-- THE REQUEST --
Render every line of the records below as a JSON list of strings, one string per line, and leave out any blank lines.

━━━━━━━━━━━━━━━━━━━━

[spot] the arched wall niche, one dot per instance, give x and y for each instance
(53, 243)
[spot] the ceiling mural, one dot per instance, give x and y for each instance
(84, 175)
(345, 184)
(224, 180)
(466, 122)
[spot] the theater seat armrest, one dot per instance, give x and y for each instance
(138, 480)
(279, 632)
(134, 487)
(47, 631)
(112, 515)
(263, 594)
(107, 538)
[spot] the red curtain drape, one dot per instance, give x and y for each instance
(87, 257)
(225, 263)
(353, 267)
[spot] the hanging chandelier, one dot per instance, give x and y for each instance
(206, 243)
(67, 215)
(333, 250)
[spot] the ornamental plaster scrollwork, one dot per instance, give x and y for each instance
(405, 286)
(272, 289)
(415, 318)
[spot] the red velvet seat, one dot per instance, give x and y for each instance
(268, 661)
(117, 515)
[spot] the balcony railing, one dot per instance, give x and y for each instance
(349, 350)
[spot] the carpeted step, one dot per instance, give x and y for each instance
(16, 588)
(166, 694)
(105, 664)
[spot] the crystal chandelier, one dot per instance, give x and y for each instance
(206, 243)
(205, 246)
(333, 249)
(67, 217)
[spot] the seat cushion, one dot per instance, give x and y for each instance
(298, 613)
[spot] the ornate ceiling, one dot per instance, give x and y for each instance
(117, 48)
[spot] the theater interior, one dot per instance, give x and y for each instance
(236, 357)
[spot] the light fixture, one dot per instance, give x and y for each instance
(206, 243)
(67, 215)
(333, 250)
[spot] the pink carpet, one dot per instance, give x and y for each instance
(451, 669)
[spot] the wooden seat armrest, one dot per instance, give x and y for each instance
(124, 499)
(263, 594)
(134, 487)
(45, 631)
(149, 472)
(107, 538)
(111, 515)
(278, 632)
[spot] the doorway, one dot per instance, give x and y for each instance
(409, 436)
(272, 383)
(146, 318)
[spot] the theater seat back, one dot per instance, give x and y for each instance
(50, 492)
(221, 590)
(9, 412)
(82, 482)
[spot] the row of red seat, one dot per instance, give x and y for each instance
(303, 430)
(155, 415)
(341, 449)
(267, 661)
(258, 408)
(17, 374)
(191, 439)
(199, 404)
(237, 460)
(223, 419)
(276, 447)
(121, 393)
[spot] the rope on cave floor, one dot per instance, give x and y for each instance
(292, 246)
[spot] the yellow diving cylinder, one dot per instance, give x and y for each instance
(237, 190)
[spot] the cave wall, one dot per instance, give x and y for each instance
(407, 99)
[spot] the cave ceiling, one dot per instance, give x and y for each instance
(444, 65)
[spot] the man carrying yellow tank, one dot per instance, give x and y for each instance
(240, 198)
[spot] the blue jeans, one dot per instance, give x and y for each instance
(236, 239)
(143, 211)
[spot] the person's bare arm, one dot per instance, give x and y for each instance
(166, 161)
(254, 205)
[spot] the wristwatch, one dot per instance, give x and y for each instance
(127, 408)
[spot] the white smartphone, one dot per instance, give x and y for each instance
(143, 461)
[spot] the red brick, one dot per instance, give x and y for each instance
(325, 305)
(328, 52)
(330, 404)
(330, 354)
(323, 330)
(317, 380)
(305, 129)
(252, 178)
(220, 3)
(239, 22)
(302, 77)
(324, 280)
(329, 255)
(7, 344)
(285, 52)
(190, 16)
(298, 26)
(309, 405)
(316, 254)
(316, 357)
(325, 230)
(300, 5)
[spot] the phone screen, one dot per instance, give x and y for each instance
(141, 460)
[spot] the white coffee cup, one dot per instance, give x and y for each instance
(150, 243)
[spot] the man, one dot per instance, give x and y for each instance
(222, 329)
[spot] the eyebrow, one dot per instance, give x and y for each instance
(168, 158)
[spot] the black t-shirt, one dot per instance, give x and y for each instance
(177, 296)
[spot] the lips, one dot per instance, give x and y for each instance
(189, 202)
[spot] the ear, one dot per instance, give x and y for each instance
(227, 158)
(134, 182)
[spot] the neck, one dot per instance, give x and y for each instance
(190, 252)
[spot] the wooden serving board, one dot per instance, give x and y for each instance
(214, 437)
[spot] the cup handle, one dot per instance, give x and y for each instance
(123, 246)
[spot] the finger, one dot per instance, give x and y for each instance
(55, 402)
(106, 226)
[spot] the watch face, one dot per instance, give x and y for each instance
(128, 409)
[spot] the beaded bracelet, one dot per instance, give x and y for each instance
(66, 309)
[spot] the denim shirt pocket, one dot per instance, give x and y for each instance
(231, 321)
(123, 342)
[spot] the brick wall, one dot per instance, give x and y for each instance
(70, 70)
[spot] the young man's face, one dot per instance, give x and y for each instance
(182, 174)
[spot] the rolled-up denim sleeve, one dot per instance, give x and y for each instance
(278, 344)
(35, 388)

━━━━━━━━━━━━━━━━━━━━

-- SOLVED EXERCISE --
[
  "[spot] the arched wall niche, one dot per instance, give x and y for each instance",
  "(53, 243)",
  "[spot] the ceiling mural, one dot per instance, give x and y for each instance",
  "(84, 175)",
  "(345, 184)",
  "(224, 180)",
  "(466, 122)",
  "[spot] the theater seat armrest, one dot per instance, give x and y for each instance",
  "(138, 480)",
  "(279, 632)",
  "(134, 487)",
  "(47, 631)",
  "(112, 515)",
  "(263, 594)",
  "(107, 538)",
  "[spot] the red curtain drape, one dot per instance, give x and y for each instance",
  "(87, 257)",
  "(225, 263)",
  "(353, 267)",
  "[spot] the hanging chandelier, one dot per instance, give x and y for each instance",
  "(206, 243)",
  "(67, 215)",
  "(333, 250)",
  "[spot] the ornamental plaster scrollwork, one dot per instance, give x and y for each instance",
  "(405, 286)",
  "(272, 289)",
  "(415, 318)",
  "[spot] the red velvet seat, one dot per instance, give x and y for each instance",
  "(268, 661)",
  "(117, 515)",
  "[spot] the balcony railing, one dot per instance, give x and y for each instance",
  "(349, 350)",
  "[spot] the carpeted step, one dot per instance, give x and y for each instance",
  "(16, 588)",
  "(166, 694)",
  "(105, 664)",
  "[spot] the crystal chandelier, one dot per instance, give x and y for each instance",
  "(206, 243)",
  "(205, 246)",
  "(333, 249)",
  "(67, 217)",
  "[spot] the seat cushion, one dot per instance, give x and y for each instance",
  "(298, 613)",
  "[spot] the ornate ceiling, one dot per instance, give x and y for each instance",
  "(117, 48)",
  "[spot] the theater interior, one dot per instance, give x and y for each instance",
  "(236, 357)",
  "[spot] the light fixture, one dot per instance, give x and y for each instance",
  "(206, 243)",
  "(67, 215)",
  "(333, 250)",
  "[spot] the pink carpet, one dot per instance, give x and y for each instance",
  "(451, 669)",
  "[spot] the wooden seat armrest, one dot per instance, give x and y for each instance",
  "(124, 499)",
  "(263, 594)",
  "(134, 487)",
  "(45, 631)",
  "(149, 472)",
  "(107, 538)",
  "(111, 515)",
  "(278, 632)",
  "[spot] the doorway, one dot per instance, give x and y for each instance",
  "(409, 436)",
  "(272, 383)",
  "(146, 318)",
  "[spot] the theater seat back, one dot per instance, give x and y for each instance",
  "(50, 492)",
  "(221, 590)",
  "(9, 412)",
  "(82, 482)",
  "[spot] the row of red seat, one dot per instance, give x and y for each instance",
  "(303, 430)",
  "(155, 415)",
  "(341, 449)",
  "(267, 661)",
  "(258, 408)",
  "(17, 374)",
  "(191, 439)",
  "(199, 404)",
  "(237, 460)",
  "(223, 419)",
  "(276, 447)",
  "(121, 393)",
  "[spot] the rope on cave floor, one dot per instance, give x and y for each instance",
  "(292, 246)",
  "[spot] the yellow diving cylinder, one dot per instance, give x and y for each instance",
  "(237, 190)",
  "[spot] the cave wall, one dot per instance, give x and y for each instance",
  "(407, 99)",
  "[spot] the cave ceiling, one dot per instance, give x and y for each instance",
  "(444, 65)",
  "[spot] the man carrying yellow tank, one dot per instance, give x and y for each instance",
  "(240, 198)",
  "[spot] the blue jeans, one dot per instance, give x and y for each instance",
  "(236, 239)",
  "(143, 211)",
  "[spot] the person's bare arm, one dot per instance, give x and y for each instance",
  "(166, 161)",
  "(254, 205)",
  "[spot] the wristwatch, one dot per instance, give x and y for each instance",
  "(127, 408)",
  "[spot] the white smartphone, one dot per instance, give x and y for each instance",
  "(143, 461)",
  "[spot] the red brick, one dot per instance, give x and y for each instance",
  "(325, 305)",
  "(328, 52)",
  "(330, 404)",
  "(330, 354)",
  "(323, 330)",
  "(317, 380)",
  "(305, 129)",
  "(252, 178)",
  "(220, 3)",
  "(239, 22)",
  "(302, 77)",
  "(324, 280)",
  "(329, 255)",
  "(7, 344)",
  "(285, 52)",
  "(190, 16)",
  "(298, 26)",
  "(309, 405)",
  "(316, 254)",
  "(316, 357)",
  "(325, 230)",
  "(300, 5)",
  "[spot] the phone screen, one dot per instance, give x and y for each instance",
  "(141, 460)",
  "[spot] the white coffee cup, one dot per instance, give x and y for each instance",
  "(150, 243)",
  "[spot] the man, one dot per instance, give x and y for each instance",
  "(222, 329)",
  "[spot] the eyebrow, one dot per instance, give x and y for each instance",
  "(168, 158)",
  "[spot] the black t-shirt, one dot per instance, give x and y for each instance",
  "(177, 296)",
  "[spot] the lips, one dot per instance, give x and y for each instance",
  "(189, 202)",
  "[spot] the ear, one dot per instance, give x and y for each instance",
  "(227, 158)",
  "(134, 182)",
  "[spot] the neck, one dot per instance, give x and y for each instance",
  "(190, 252)",
  "[spot] the wooden serving board, one dot per instance, give x and y for each instance",
  "(214, 437)",
  "[spot] the cup handle, one dot per instance, give x and y for each instance",
  "(123, 246)",
  "[spot] the finger, one dot per instance, give x and y for each instance",
  "(55, 402)",
  "(106, 226)",
  "[spot] the watch face, one dot per instance, give x and y for each instance",
  "(128, 409)",
  "[spot] the beaded bracelet, one dot per instance, give x and y for each instance",
  "(66, 309)",
  "[spot] the denim shirt pocket, one dot per instance, give x and y for each instance",
  "(231, 321)",
  "(123, 342)",
  "[spot] the brick wall, one dot per instance, give x and y for each instance",
  "(70, 70)",
  "[spot] the young man's face, one dot per instance, give x and y for each instance",
  "(182, 174)",
  "[spot] the rolled-up denim sleeve, one dot per instance, give x and y for each instance",
  "(278, 344)",
  "(35, 388)"
]